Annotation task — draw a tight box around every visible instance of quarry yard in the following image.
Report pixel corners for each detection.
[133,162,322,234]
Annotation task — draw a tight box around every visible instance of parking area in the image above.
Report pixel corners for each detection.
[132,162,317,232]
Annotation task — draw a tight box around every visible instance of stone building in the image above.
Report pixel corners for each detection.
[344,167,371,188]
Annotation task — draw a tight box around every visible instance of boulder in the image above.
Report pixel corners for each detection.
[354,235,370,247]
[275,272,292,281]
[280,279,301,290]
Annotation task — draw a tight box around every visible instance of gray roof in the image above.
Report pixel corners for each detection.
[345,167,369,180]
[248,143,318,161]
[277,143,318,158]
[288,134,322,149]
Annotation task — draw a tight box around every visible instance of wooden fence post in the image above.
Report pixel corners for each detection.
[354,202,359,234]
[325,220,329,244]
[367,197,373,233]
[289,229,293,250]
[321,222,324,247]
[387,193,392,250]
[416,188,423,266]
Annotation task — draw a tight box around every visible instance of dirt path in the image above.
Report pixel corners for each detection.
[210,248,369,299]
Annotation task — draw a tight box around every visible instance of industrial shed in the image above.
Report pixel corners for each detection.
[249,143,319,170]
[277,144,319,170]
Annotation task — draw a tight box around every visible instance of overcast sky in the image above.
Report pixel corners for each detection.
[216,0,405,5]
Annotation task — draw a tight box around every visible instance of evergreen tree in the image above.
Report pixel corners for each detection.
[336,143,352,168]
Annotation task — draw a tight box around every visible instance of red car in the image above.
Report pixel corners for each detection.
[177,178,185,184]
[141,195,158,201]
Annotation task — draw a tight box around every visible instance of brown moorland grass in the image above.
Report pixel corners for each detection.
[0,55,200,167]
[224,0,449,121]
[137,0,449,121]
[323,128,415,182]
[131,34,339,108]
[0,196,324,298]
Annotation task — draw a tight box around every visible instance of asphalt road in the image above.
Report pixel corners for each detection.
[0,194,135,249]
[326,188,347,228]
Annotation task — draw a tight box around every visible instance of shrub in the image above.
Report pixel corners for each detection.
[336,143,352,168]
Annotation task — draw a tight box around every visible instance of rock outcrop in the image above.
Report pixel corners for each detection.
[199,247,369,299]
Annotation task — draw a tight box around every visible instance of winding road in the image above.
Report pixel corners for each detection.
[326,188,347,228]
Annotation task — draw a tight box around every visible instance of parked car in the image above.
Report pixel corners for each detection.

About this exercise: Transcribe the entries above so that nothing in them differs from the original.

Solution to this exercise:
Annotation task — draw a tight box around every visible instance of quarry yard in the following image.
Report pixel corners for each detection.
[133,162,322,234]
Annotation task — draw a tight box around every visible instance of parking area in the image above.
Report pixel corners for each detection.
[132,162,317,232]
Annotation task — draw a tight box around every visible instance of stone building in the image above.
Report pixel corners for each detection.
[344,167,371,188]
Annotation task — draw a tight box around every visible instance of boulder in the image above.
Report pixel corners for each detection.
[354,235,370,247]
[275,272,292,281]
[280,279,301,290]
Annotation task — draw a tight box around every visible instance of gray roof in the image above.
Report pixel corners for each detection.
[345,167,369,180]
[248,143,318,161]
[277,143,318,158]
[288,134,322,149]
Annotation task — draw a tight box around every visible instance of wooden fence post in the image above.
Report pixel corners for each detection.
[354,202,359,234]
[325,220,329,244]
[367,197,373,233]
[289,229,293,250]
[321,222,324,247]
[387,193,392,250]
[416,188,423,266]
Annotation task — draw a tight box around every visible instance of dirt path in the image above.
Report pixel corners for each detection.
[210,248,369,299]
Annotation task — draw a tight box around every visible instance of industrial shed in the image above.
Report pixel corners for each detection.
[249,143,319,170]
[277,144,319,170]
Annotation task — draw a tight box around every visible instance of overcast sky in the image above.
Report pixel corners for each detection.
[216,0,405,5]
Annotation task — draw a tight box around every visible instance of evergreen tree in the image above.
Report pixel corners for each detection.
[336,143,352,168]
Annotation task — draw a tight box around every visible instance of red car in the image above.
Report pixel corners for each detection.
[177,178,185,184]
[141,195,158,201]
Annotation task — draw a tight box around every visible instance of brown moorland grass in the image above.
Report pixel corners for each detection.
[0,55,200,167]
[224,0,449,121]
[137,0,449,121]
[323,128,415,182]
[131,34,339,108]
[0,196,324,298]
Annotation task — draw a tight box around every visible instance of asphalt road in the image above.
Report pixel corners for each detection.
[0,194,135,249]
[326,188,347,228]
Annotation task — draw a tight box around every visible instance of shrub in the image above.
Report pixel corners for each detection.
[336,143,352,168]
Annotation task — draw a tight box around every visible instance of rock outcrop in the image above.
Report pixel corners for each detection.
[199,247,369,299]
Annotation task — draw a tight box around every visible instance of winding road in the image above.
Report pixel corners for each detection.
[326,188,347,228]
Annotation task — draw a tight box around every visible instance of parked car in the image above.
Report pixel corners for each detection.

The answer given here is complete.